**Exercise aim**
Convert every line of the listing below into a JSON list of strings, one string per line, with blank lines omitted. Leave out the pictures.

**Data excerpts**

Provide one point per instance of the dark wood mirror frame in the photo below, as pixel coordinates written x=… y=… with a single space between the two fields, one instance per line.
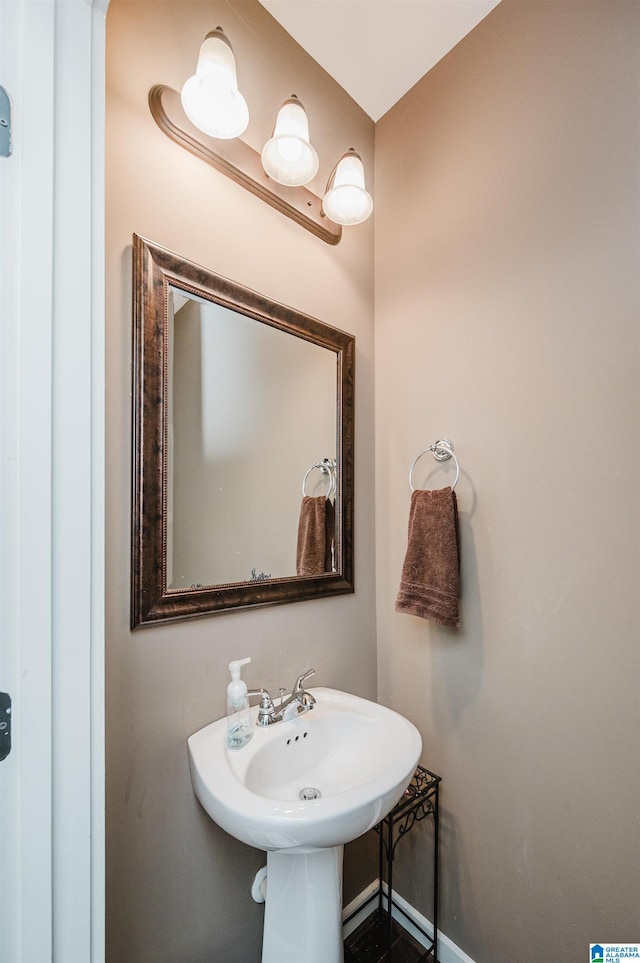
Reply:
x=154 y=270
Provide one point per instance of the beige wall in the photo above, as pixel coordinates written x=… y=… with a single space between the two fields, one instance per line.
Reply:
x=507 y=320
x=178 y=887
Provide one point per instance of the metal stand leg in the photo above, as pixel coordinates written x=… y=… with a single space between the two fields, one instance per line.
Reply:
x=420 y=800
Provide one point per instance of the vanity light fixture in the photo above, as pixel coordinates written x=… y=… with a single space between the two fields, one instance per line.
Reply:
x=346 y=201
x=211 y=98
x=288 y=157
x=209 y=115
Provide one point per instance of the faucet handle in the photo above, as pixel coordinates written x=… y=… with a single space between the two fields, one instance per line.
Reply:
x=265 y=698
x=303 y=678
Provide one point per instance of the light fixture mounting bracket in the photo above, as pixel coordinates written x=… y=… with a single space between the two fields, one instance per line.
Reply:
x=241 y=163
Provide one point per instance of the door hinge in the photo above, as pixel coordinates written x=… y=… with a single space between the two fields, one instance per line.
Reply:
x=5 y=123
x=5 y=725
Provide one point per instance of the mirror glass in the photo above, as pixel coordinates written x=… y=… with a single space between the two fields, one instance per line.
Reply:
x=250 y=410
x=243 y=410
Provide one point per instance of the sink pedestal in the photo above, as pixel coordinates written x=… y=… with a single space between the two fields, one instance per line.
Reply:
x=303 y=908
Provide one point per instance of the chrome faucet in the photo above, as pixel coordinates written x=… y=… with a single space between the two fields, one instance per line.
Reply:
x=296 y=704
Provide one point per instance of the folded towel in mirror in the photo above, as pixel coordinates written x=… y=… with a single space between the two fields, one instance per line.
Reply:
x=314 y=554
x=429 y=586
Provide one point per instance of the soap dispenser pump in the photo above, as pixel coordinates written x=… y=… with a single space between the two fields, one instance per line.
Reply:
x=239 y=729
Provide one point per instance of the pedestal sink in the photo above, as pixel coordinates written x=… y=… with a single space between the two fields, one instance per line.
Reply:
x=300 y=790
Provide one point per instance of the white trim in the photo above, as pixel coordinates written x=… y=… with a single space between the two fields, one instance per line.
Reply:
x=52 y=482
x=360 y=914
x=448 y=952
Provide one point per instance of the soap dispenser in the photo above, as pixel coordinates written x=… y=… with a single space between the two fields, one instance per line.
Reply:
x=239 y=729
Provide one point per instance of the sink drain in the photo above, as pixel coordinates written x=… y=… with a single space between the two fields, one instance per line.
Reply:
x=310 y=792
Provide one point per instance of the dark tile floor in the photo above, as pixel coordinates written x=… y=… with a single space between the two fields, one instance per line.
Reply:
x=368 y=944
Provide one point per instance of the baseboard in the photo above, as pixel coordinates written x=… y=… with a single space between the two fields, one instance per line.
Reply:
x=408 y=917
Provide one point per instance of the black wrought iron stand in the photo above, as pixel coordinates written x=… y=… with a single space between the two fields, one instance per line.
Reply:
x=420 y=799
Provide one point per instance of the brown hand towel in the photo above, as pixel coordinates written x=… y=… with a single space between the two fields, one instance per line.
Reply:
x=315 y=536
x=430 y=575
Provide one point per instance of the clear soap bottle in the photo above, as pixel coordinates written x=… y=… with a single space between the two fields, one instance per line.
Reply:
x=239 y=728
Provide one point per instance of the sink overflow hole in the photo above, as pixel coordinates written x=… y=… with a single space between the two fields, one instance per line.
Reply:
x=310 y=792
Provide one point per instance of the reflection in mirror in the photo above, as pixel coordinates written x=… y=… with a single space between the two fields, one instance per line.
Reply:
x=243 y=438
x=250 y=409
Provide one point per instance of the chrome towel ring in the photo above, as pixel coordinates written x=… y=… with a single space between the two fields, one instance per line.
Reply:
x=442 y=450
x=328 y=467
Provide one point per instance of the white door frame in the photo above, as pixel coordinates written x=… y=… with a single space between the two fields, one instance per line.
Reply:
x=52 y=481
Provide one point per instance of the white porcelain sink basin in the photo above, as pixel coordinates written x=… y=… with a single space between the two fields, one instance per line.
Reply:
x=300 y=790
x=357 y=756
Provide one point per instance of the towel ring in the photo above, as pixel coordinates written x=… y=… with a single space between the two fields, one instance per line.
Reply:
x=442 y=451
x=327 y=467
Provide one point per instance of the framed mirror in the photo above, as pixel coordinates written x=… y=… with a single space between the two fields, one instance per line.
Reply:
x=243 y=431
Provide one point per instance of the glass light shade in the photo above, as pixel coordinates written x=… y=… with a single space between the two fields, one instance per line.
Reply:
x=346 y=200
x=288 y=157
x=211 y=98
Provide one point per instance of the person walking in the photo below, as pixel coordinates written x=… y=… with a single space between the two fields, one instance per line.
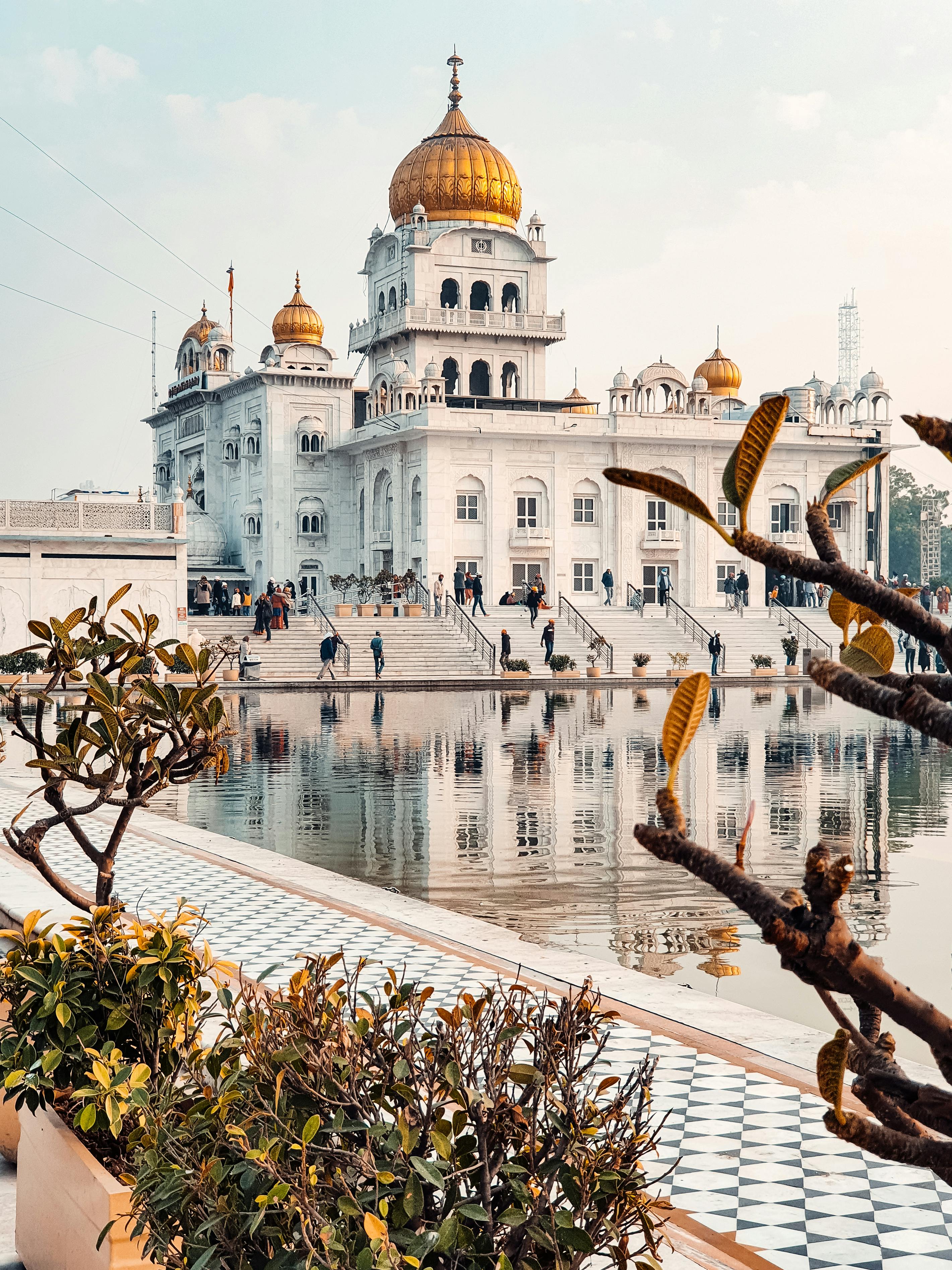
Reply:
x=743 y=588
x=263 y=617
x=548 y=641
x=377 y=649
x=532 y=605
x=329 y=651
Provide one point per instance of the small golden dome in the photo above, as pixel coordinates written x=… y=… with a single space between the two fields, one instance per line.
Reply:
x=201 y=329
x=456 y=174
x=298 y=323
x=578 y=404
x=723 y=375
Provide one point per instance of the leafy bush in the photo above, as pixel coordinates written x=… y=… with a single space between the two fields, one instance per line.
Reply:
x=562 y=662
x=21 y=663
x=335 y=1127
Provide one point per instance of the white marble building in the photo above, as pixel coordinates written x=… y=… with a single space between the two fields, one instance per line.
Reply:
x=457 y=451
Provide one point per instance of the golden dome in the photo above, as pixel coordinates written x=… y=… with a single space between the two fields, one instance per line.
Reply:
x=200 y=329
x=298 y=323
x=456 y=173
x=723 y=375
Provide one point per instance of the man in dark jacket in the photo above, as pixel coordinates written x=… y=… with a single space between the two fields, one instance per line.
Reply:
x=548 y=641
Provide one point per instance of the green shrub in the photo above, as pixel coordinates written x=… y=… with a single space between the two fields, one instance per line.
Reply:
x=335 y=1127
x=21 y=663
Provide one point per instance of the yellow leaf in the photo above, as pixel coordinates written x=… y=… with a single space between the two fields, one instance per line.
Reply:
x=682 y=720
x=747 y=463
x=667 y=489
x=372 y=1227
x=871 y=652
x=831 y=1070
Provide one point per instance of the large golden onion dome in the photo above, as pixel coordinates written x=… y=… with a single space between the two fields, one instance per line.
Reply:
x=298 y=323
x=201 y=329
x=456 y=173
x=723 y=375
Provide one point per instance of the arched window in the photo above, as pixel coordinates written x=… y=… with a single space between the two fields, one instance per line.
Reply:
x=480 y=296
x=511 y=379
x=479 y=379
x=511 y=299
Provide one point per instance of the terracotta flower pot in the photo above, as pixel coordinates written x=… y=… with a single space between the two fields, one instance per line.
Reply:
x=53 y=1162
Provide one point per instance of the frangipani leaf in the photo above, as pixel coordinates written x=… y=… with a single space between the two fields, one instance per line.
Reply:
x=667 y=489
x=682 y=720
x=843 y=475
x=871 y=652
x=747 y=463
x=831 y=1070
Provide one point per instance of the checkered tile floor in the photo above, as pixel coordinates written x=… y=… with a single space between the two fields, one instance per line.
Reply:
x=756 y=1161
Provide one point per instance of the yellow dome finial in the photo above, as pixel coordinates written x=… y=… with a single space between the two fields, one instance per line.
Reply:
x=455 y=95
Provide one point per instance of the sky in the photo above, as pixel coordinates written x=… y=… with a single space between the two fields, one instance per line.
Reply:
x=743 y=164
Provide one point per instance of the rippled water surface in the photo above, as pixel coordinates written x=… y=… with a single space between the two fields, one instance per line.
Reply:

**Task result**
[
  "Provide one point per instance of the dark wood mirror frame in the photo below, as pixel coordinates written x=… y=… with a single space between the two fields, one instance per line.",
  "Reply:",
  "x=154 y=270",
  "Provide one point per instance of the beige wall in the photo above, as pixel coordinates written x=… y=… with a single space between the two fields, one instance per line.",
  "Reply:",
  "x=507 y=320",
  "x=178 y=887",
  "Provide one point per instance of the metal stand leg in the photo above, as pixel coordinates written x=… y=… with a single space between the two fields, one instance per line.",
  "Reply:",
  "x=420 y=800",
  "Provide one point per instance of the vanity light fixture in the photo above, as pixel coordinates written x=… y=… with a single space between the two fields, one instance per line.",
  "Reply:",
  "x=346 y=201",
  "x=211 y=98",
  "x=288 y=157",
  "x=209 y=115",
  "Provide one point per instance of the faucet handle in the photo above, as pixel coordinates written x=… y=… with a single space between the two fields, one instance per line.",
  "Reply:",
  "x=265 y=698",
  "x=303 y=678",
  "Provide one point per instance of the light fixture mounting bracket in the photo above, as pixel coordinates written x=… y=… with a single space between the two fields, one instance per line.",
  "Reply:",
  "x=241 y=163",
  "Provide one point per instance of the door hinge in the photo above, as pixel coordinates written x=… y=… with a single space between the two fields, one instance per line.",
  "Reply:",
  "x=5 y=123",
  "x=5 y=725",
  "Provide one point per instance of the mirror glass in the photo above, as pixel coordinates written x=… y=… with a single space between the two fields, one instance per line.",
  "Reply:",
  "x=250 y=410",
  "x=243 y=410",
  "Provide one point per instance of the sink pedestal in the photo above, as pixel coordinates written x=… y=… with a single space between the two fields, one instance per line.",
  "Reply:",
  "x=303 y=908",
  "Provide one point per instance of the chrome faucet in the photo above, as pixel coordinates written x=… y=… with a single space between the two fields, one instance per line.",
  "Reply:",
  "x=296 y=704",
  "Provide one point per instance of the folded towel in mirror in the photo above, as pixel coordinates written x=… y=… with a single space between the two fields, one instance per line.",
  "Reply:",
  "x=314 y=554",
  "x=429 y=586",
  "Provide one point per instance of the soap dispenser pump in the photo above, as pixel coordinates written x=… y=… with a single space between the two fields, one instance per line.",
  "Reply:",
  "x=239 y=729",
  "Provide one point per instance of the pedestal sink in the photo above, as pixel coordinates written x=… y=… with a single space between the two fields, one instance per line.",
  "Reply:",
  "x=300 y=790",
  "Provide one point per instance of the white trim in the photo above, as pixel coordinates written x=… y=… with a single space between the two fields, one instance per line.",
  "Reply:",
  "x=52 y=482",
  "x=360 y=914",
  "x=448 y=952",
  "Provide one point per instance of the soap dispenser in the photo above, as pixel coordinates written x=… y=… with a single space between the two fields, one instance per line.",
  "Reply:",
  "x=239 y=729",
  "Provide one point per instance of the sink drain in the photo above, as pixel coordinates written x=… y=… with a single space between the two fields, one instance per line.",
  "Reply:",
  "x=310 y=792",
  "Provide one point per instance of the dark tile floor in the photo above, as pixel coordinates written x=… y=… with a single space between the two fields, one instance per line.",
  "Reply:",
  "x=368 y=944",
  "Provide one point per instance of the baseboard in the photo above, as pixel coordinates written x=… y=… with a single space between the two fields, one instance per line.",
  "Reply:",
  "x=408 y=917",
  "Provide one point per instance of the black wrought iron stand in the photo above, as pixel coordinates written x=… y=… with a single space between the two fields, one instance per line.",
  "Reply:",
  "x=420 y=799",
  "Provide one point per instance of the brown hand towel in the photo above, as pixel coordinates written x=… y=… with a single space between the two fields, one instance per line.",
  "Reply:",
  "x=315 y=536",
  "x=430 y=575",
  "Provide one point per instance of the clear soap bottle in the photo above, as pixel coordinates written x=… y=… with a single space between the two fields, one instance per line.",
  "Reply:",
  "x=239 y=728",
  "Provide one point per instance of the sink overflow hole in the photo above, as pixel coordinates written x=… y=… with a single space between the two fields, one instance per line.",
  "Reply:",
  "x=310 y=792",
  "Provide one point per instance of the reflection in mirror in the photo above, as pixel coordinates written x=… y=… with a single space between the two fields, one instance per line.",
  "Reply:",
  "x=243 y=438",
  "x=250 y=409",
  "Provide one point per instance of the chrome towel ring in the photo above, as pixel coordinates written x=… y=… with a single space between the two fields, one instance per line.",
  "Reply:",
  "x=442 y=450",
  "x=328 y=467",
  "Provide one point per instance of the white door frame in the photo above, as pixel coordinates written x=… y=… with a single space between the two fields, one instance per line.",
  "Reply:",
  "x=52 y=481",
  "Provide one point per instance of the white porcelain sink basin in the photo above, as pixel coordinates written x=… y=… with a single space between the two fields, one instance per line.",
  "Reply:",
  "x=300 y=790",
  "x=357 y=756",
  "Provide one point per instance of the towel ring in the photo above, as pixel coordinates written x=… y=… with a single space between the two fields, one instance per line.",
  "Reply:",
  "x=442 y=451",
  "x=327 y=467",
  "Provide one point per instance of the framed mirror in the photo above, as pixel coordinates written x=… y=… with a single space between the two fields, one instance per line.",
  "Reply:",
  "x=243 y=431",
  "Provide one point per instance of the glass light shade in the photo above, as pixel coordinates written x=… y=… with a single space between the two fields, one instance per line.",
  "Reply:",
  "x=346 y=200",
  "x=288 y=157",
  "x=211 y=98",
  "Provide one point per instance of the person walking in the photo below, as pixel coordinates written x=… y=… with a single space between the two fields, one instance per line.",
  "Reply:",
  "x=743 y=588",
  "x=263 y=617",
  "x=548 y=641",
  "x=377 y=649",
  "x=532 y=605",
  "x=329 y=651",
  "Provide one point per instance of the small golden dome in the photo above, as pixel coordinates written x=… y=… with a single space between the two fields, one instance per line.",
  "Reply:",
  "x=201 y=329",
  "x=456 y=174",
  "x=298 y=323",
  "x=578 y=404",
  "x=723 y=375",
  "Provide one point per instance of the leafy bush in the photo above, as pixel coordinates written x=… y=… with a single space between the two fields, one instance per line.",
  "Reply:",
  "x=562 y=662",
  "x=21 y=663",
  "x=335 y=1127",
  "Provide one point per instance of the white marble building in the photo above, as pixel coordinates written x=… y=… with a single space between the two fields, one instance per line.",
  "Reply:",
  "x=457 y=451",
  "Provide one point per instance of the golden dome in the photo above, as pixel coordinates written x=… y=… with a single space between the two fields, one instance per line.",
  "Reply:",
  "x=200 y=329",
  "x=298 y=323",
  "x=456 y=173",
  "x=723 y=375",
  "Provide one point per instance of the man in dark jacket in the photo above, as pixel coordinates written x=… y=… with a single space between the two fields, one instance per line.",
  "Reply:",
  "x=548 y=641",
  "Provide one point per instance of the green shrub in the photo above, as pixel coordinates written x=… y=… with a single space between the two fields, one instance per line.",
  "Reply:",
  "x=335 y=1127",
  "x=21 y=663",
  "Provide one point per instance of the yellow leaf in the photo above, as pixel coordinates written x=… y=… with a single space between the two fields, one instance per line.",
  "Reply:",
  "x=682 y=720",
  "x=747 y=463",
  "x=667 y=489",
  "x=372 y=1227",
  "x=871 y=652",
  "x=831 y=1070",
  "Provide one point per instance of the large golden onion dome in the photo above, as pixel coordinates written x=… y=… with a single space between the two fields, one instance per line.",
  "Reply:",
  "x=298 y=323",
  "x=201 y=329",
  "x=456 y=173",
  "x=723 y=375",
  "Provide one point per instance of the arched window in the photo above, as pixel coordinates written x=… y=… with a single space between the two fields, one instance per line.",
  "Reply:",
  "x=480 y=296",
  "x=511 y=379",
  "x=479 y=379",
  "x=511 y=299",
  "Provide one point per instance of the terracotta flower pot in the photo above, as pixel coordinates written x=… y=… with a single space between the two fields, one instance per line.",
  "Reply:",
  "x=53 y=1162",
  "Provide one point per instance of the frangipani leaf in the photo above, as pixel coordinates written x=… y=… with a single space between the two fields, one instance per line.",
  "Reply:",
  "x=667 y=489",
  "x=682 y=720",
  "x=843 y=475",
  "x=871 y=652",
  "x=747 y=463",
  "x=831 y=1070",
  "Provide one point per instance of the checkered tile floor in the photo above, as pixel coordinates written x=… y=… with a single space between the two fields, one instance per line.",
  "Reply:",
  "x=756 y=1161",
  "Provide one point per instance of the yellow dome finial in the photo above, as pixel coordinates written x=… y=… with a single space between the two fields, one instance per line.",
  "Reply:",
  "x=455 y=95",
  "Provide one point per instance of the sky in the photo above, as pixel coordinates written x=… y=… with a single space between the two fields, one instance per line.",
  "Reply:",
  "x=743 y=164",
  "Provide one point per instance of the rippled water surface in the photo above, as pixel coordinates written x=… y=… with a single space between the two fields, one instance per line.",
  "Reply:"
]